____ EXCERPT TO READ

The onset of coronavirus outbreak in Kenya in March this year brought unprecedented suffering to many people. As the crisis progressed, many people lost jobs, businesses were closed down, while some families lost loved ones to the disease. Despite the dark cloud coronavirus has brought on many levels, it has also presented a silver lining for others.

For Beldina Kirito Oluoch, an entrepreneur, the Covid-19 crisis presented an opportunity for her business to grow. When the pandemic hit the country in March, Beldina and her husband were running two successful businesses — a bakery, Beldina’s Delicacies based in Kikuyu, Kiambu County and a landscaping company, Elegant Gardens Landscapes.

When schools and public gatherings were banned in March 13, Beldina, who is also a teacher at Alliance High School saw an opportunity to concentrate on her businesses.

“ The businesses were well-established and were running independently but I suddenly found myself with so much time in my hands after schools closed,” she says. Within days of the ban on public gatherings her baking business took a hit.

“From doing over 30 birthday cakes in a week our orders in March decreased to five,” she says. With the dip in orders, Beldina could barely pay her 10 employees at the bakery in March and April and was forced to send some on unpaid leave and retain others on half pay.

“Paying rent for the business premises also became a struggle and we had to negotiate with the landlord to offer us a grace period. Additionally, we also negotiated with micro finances that gave us loans to support our businesses to review our terms of payment,” she says.

With the effects of the pandemic getting tougher by day, Beldina and her husband had to re-strategise in order to remain afloat.

“Things were tough, but there was no time for a pity party,” she says. With many people being indoors due to movement restrictions, Beldina saw an opportunity in putting up kitchen gardens through her landscaping business.

Initially, the company had been specialising in installation of carpet grass, making lawns and laying of cabro and pavements, but had never designed kitchen gardens until the opportunity presented itself during the outbreak. The demand for kitchen gardens was so high between March and April as people were keen to grow their own vegetables. We would install up to 30 vertical gardens in a good week,” adds Beldina.

________

= TASK REQUIREMENTS =
Carry on the article about Beldina Kirito Oluoch's businesses during the Covid-19 outbreak, starting after its last sentence. The records come from a different source than the article.

____ DATASET EXTRACT

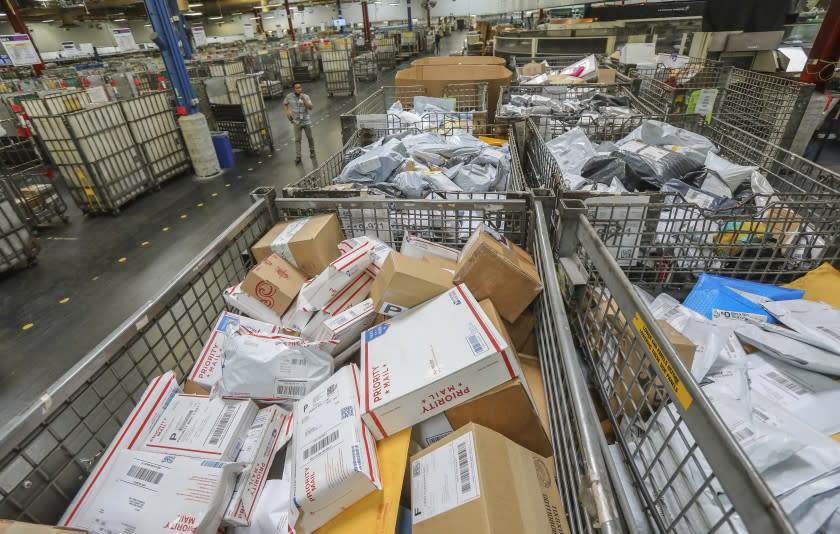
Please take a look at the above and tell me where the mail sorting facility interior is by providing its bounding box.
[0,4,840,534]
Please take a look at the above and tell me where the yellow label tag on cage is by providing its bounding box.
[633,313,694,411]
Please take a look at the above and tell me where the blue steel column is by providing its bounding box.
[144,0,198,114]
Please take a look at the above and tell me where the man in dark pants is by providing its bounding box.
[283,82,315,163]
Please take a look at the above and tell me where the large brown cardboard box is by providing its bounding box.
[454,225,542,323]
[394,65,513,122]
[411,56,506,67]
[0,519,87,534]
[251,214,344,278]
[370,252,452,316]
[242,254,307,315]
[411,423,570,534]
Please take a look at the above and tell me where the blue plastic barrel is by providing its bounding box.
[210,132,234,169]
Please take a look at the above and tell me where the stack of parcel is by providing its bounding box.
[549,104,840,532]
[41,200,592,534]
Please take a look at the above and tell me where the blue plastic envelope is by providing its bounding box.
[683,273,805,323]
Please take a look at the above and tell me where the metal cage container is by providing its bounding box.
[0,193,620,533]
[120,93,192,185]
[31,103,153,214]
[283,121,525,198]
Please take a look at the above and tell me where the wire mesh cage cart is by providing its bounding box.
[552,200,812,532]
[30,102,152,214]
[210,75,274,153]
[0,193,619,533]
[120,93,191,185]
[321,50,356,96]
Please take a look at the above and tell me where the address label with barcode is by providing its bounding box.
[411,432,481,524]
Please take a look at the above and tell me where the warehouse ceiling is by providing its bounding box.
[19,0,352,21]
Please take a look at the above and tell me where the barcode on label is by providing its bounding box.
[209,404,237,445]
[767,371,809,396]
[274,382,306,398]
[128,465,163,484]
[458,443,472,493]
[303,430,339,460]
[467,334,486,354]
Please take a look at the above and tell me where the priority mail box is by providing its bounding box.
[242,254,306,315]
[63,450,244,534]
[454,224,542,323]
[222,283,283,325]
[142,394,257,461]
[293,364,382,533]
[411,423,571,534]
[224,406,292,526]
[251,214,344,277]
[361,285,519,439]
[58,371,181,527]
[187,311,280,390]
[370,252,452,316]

________
____ DATASET EXTRACT

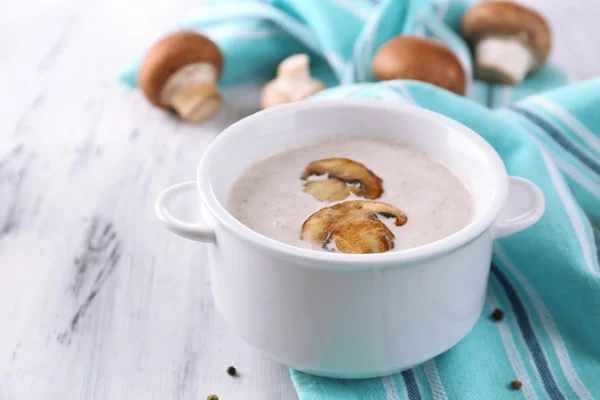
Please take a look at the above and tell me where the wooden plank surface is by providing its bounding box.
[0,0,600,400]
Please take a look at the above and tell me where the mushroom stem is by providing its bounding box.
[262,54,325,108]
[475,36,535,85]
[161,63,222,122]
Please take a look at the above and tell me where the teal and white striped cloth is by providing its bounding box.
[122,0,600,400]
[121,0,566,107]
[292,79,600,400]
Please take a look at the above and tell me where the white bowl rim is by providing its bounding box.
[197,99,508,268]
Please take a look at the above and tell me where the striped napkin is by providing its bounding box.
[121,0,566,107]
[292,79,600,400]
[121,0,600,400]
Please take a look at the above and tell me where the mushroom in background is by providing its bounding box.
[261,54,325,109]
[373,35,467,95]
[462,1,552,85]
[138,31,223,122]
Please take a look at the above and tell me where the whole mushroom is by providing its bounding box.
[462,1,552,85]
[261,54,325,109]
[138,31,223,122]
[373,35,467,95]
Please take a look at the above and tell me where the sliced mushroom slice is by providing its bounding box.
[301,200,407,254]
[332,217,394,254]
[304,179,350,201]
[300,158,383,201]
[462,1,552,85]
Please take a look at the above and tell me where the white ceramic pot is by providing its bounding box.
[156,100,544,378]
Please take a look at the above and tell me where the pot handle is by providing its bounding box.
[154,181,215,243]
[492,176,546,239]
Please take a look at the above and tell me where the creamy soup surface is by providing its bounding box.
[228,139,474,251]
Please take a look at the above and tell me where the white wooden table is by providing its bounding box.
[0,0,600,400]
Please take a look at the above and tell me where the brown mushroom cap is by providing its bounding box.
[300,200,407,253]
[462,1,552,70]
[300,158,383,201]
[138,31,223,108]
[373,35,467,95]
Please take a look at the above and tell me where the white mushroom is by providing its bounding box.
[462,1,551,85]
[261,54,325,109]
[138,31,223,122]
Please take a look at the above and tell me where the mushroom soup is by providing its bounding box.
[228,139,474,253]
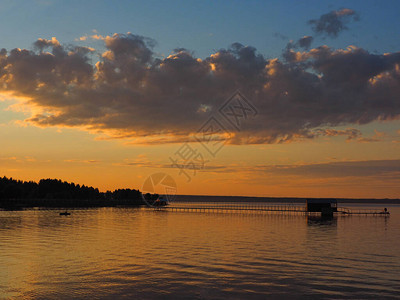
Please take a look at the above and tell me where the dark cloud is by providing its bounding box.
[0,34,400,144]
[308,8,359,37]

________
____ DATASET EXTRACT

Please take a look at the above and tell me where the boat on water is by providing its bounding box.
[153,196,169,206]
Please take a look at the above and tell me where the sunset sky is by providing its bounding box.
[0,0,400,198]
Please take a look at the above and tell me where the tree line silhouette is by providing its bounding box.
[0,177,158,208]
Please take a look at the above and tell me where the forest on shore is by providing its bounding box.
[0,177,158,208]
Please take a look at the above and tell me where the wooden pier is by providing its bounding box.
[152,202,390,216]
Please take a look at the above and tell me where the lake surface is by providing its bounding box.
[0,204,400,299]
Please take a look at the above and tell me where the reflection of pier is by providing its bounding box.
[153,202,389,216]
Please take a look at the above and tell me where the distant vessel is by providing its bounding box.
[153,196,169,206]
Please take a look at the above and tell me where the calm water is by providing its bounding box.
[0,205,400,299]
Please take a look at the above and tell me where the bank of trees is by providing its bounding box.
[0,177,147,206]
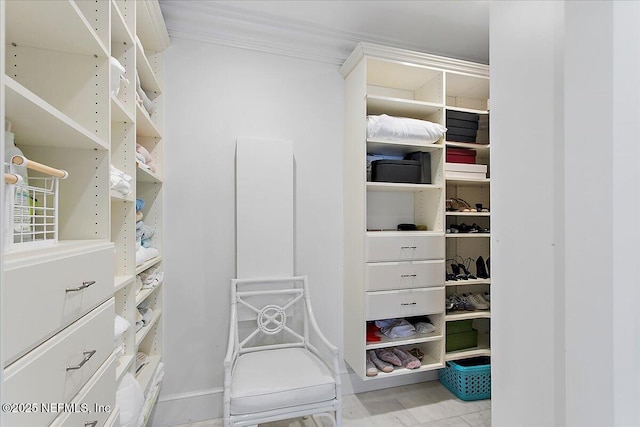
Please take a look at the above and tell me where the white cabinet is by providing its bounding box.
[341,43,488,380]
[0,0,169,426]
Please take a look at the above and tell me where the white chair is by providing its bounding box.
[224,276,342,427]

________

= RESPONSE BOX =
During the business hiatus at the bakery, Beldina decided to set up a YouTube Channel and teach baking skills online. The channel attracted a lot of interest, as many people who had lost jobs were keen on learning skills to help them earn an income.

Others were just keen to learn a new skill to beat boredom. At the same time, Beldina kept herself occupied by trying out different recipes in the house and sharing the outcome on a group she had created on Facebook. “From this experience I realised that I had a passion for cooking. The feedback from the group was also encouraging and an idea to set up a hotel was born in May,” she says.

Big leap of faith

With few adjustments, including offering online baking classes and making home deliveries, the baking business begun picking up in July.

The business that was initially offering basic and advanced baking training also resumed the classes in July. “We took only five students per session for classes that would initially accommodate 10. The two classes offered daily were always fully booked,” she says.

With the baking business, picking up Beldina and her husband were able to mobilise resources from friends and set up a hotel, Elegant Garden Hotel on a two acre rented space in Karen.

The hotel was opened a week ago. Beldina admits that it was such a huge risk opening a hotel, especially when similar businesses were closing down. But seeing her baking business rise up from brink of collapse encouraged her to take the big leap.

“When I shared the idea with some friends some thought that I was crazy. But I knew that there was an opportunity because people were tired of being indoors and were interested in eating out,” she says.

Beldina says that the pandemic has taught her important lessons on life including the need to have multiple sources of income at any given time.

At the same time, Beldina says she has learnt to be adaptable and change with the times emphasising that capitalising on online platforms to promote her businesses has been helpful in keeping them afloat.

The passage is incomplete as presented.